# The green card process?



## e2easy (Mar 16, 2009)

I'm tentatively exploring life options. I'm skilled in an area where there's a skill shortage (Adobe Flex developer) in the USA - so I'd be able to find plenty of well paid work there (and interesting and challenging projects).

What would be the process in obtaining a Green Card? I've heard about the "lottery". But I expect there are other options for skilled entrants? Or being sponsored by a company?

I'm 44. British. BSc (Hons) Computer Engineering. MSc Telecommunications.

What are my best options? What's the process?


----------



## Fatbrit (May 8, 2008)

It's very difficult to sponsor yourself for a green card. You have to be outstanding and able to prove it. This generally means publications and/or world recognition.

So you can find a company to sponsor you or get an existing company to transfer you to their US offices:

For the former, the most common method is the H1b visa. Since this visa is numerically limited and greatly oversubscribed, a lottery opens for it on April 1 and closes when it's full -- usually April 2! But the company who is going to sponsor you needs to get you in the lottery -- you can't enter yourself. A company may also sponsor you directly for an immigrant visa (green card). This category is also numerically limited and there can be a considerable wait. This method is less usual.

The latter is the easier of the two options. Find a company elsewhere that has offices in the US and a record of transferring employees. Then work for them for a year and you're eligible for an L1 if they transfer you.

Both the L1and the H1b may lead to an eventual green card.


----------



## e2easy (Mar 16, 2009)

About 18 years ago, I was doing stuff earning heaps of recognition and publishing lots of papers, and the author of an important patent. But I guess we're looking for something more current?

What's the probability of passing the April fools lottery? (Number of people selected / number of people in the hat ) ?

What about short-term contracts? Is there another type of Visa for this?

Is there a Visa for setting up a small company in the USA if you have sufficient funds?


----------



## Bevdeforges (Nov 16, 2007)

e2easy said:


> I'm tentatively exploring life options. I'm skilled in an area where there's a skill shortage (Adobe Flex developer) in the USA - so I'd be able to find plenty of well paid work there (and interesting and challenging projects).


I'm curious as to where you got the information that Adobe Flex developers are in critically short supply in the US. It would seem to me that any web development tool could easily be used at distance, sparing potential employers the expense and hassle of playing the H1B lottery.



> What's the probability of passing the April fools lottery? (Number of people selected / number of people in the hat ) ?


Depends on how many employers are sponsoring people for the lottery these days, which may not be as many as before, given the state of the economy. 

BTW, the deadline for registration for the 2010 lottery is well past - it was in December Electronic Diversity 
Cheers,
Bev


----------



## twostep (Apr 3, 2008)

What do you mean by "best options"? Try USCIS for starters. You fill find everything on one site.
Employment based visa for IT who is pushing middle age and was aktive 18 years ago? Start writing resumes because it will not be easy but possible.
Short term gigs? Only if your company sends you over for a special and limited assignment.
Do you mean H1B or GC with April Fools Lottery? British citizens are excluded for the second.

○ ○ ○ ○ ○

Problems and tasks -
• A. In the green card thread, on what date does the H1b lottery open?
• B. Rewrite everything from "Employment based visa" down to "and limited assignment." in the green card thread, swapping "resumes" for "CVs".

Data extract -
○ ○ ○ ○ ○

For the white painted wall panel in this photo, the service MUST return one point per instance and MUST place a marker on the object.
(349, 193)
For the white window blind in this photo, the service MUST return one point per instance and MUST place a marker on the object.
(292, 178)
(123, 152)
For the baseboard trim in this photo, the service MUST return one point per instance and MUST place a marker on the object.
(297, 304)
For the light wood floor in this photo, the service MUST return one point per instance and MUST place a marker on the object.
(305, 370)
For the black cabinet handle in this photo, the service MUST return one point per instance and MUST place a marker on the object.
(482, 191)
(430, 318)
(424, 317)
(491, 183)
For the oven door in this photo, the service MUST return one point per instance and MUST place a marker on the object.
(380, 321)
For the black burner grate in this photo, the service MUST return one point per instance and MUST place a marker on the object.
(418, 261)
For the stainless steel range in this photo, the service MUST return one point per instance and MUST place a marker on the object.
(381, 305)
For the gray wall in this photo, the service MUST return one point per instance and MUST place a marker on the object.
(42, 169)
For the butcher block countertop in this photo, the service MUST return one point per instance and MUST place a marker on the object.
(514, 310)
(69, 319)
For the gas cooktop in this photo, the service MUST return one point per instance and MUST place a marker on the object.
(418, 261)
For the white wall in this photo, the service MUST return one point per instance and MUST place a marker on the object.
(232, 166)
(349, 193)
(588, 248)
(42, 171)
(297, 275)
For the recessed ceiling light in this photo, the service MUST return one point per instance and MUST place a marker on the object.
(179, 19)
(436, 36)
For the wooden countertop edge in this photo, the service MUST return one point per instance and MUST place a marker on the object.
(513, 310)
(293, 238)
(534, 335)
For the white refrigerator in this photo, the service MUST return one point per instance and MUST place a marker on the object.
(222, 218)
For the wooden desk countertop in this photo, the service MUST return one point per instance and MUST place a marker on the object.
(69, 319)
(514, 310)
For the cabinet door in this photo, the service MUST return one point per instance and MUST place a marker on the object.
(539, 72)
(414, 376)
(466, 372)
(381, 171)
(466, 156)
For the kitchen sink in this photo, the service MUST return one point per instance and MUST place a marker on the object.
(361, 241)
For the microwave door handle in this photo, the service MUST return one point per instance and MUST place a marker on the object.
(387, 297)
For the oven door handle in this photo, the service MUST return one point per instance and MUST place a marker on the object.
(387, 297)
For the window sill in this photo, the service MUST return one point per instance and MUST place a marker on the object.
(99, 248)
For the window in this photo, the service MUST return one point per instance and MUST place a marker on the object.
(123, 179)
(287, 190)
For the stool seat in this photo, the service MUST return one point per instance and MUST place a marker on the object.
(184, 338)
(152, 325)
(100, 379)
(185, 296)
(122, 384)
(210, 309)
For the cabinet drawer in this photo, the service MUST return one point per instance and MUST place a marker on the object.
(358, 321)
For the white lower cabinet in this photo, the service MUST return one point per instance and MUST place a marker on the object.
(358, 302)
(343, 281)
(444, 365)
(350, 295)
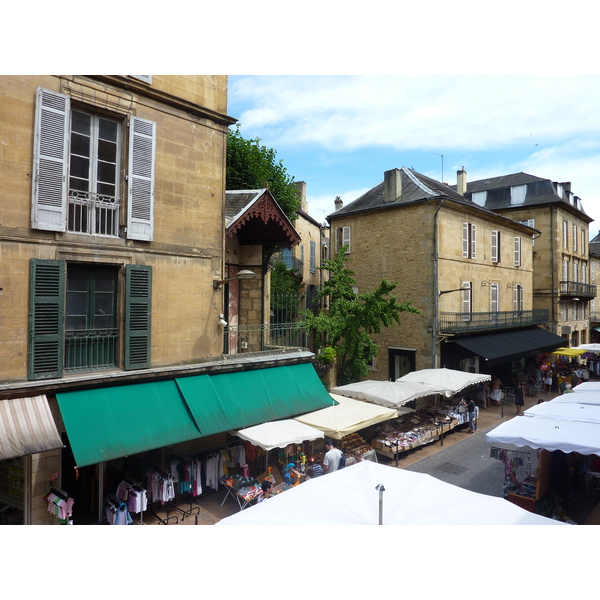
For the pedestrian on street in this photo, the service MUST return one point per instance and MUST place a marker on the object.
(520, 397)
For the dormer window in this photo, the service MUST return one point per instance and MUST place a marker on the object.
(517, 194)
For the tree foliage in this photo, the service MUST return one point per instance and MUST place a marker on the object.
(352, 319)
(251, 166)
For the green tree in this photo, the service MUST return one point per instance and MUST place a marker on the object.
(251, 166)
(352, 319)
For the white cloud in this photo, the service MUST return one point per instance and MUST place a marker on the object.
(473, 112)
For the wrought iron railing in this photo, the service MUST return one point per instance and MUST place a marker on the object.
(462, 322)
(265, 338)
(93, 213)
(575, 288)
(89, 349)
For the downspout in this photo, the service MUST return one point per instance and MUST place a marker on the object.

○ ○ ○ ○ ○

List of solutions -
• A. April 1

• B.
Employment based visa for IT who is pushing middle age and was aktive 18 years ago? Start writing CVs because it will not be easy but possible.
Short term gigs? Only if your company sends you over for a special and limited assignment.